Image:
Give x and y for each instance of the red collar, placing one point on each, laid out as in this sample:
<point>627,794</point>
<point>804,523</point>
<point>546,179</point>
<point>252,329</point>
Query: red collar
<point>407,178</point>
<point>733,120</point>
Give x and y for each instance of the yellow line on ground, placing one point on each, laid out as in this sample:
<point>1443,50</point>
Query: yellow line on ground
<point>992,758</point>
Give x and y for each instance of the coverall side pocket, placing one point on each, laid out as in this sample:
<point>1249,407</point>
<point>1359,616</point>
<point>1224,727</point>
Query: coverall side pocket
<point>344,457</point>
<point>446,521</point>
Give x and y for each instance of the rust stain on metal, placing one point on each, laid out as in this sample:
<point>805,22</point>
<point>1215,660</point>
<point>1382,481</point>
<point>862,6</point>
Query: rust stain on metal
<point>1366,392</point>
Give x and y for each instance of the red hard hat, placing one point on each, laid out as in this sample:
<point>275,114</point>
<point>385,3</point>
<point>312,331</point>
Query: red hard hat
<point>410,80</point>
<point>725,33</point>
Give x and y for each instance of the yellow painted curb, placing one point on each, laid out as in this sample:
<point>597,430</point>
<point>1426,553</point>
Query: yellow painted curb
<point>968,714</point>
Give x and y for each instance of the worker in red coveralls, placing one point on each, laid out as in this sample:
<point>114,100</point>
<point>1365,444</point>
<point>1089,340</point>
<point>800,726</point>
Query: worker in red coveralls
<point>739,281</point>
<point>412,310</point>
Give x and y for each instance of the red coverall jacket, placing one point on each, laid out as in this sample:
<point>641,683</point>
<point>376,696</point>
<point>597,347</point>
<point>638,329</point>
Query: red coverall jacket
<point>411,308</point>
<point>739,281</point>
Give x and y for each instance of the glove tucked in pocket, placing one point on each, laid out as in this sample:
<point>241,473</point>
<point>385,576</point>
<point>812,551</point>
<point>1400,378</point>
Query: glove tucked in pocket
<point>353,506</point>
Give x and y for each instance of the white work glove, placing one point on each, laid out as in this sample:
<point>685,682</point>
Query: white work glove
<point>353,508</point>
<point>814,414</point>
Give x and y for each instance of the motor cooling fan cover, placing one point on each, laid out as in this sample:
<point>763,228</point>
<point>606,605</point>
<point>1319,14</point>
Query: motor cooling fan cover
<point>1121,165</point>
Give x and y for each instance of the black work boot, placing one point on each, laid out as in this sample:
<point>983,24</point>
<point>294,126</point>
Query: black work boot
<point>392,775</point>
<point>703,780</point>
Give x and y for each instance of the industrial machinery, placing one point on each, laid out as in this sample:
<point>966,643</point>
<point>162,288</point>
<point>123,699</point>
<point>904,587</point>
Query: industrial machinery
——————————
> [WHAT IS EXPECTED]: Please tally the lines of the entries that contain the string "machinery" and reply with the count alone.

> [SOLUTION TO THIS PROBLEM]: 2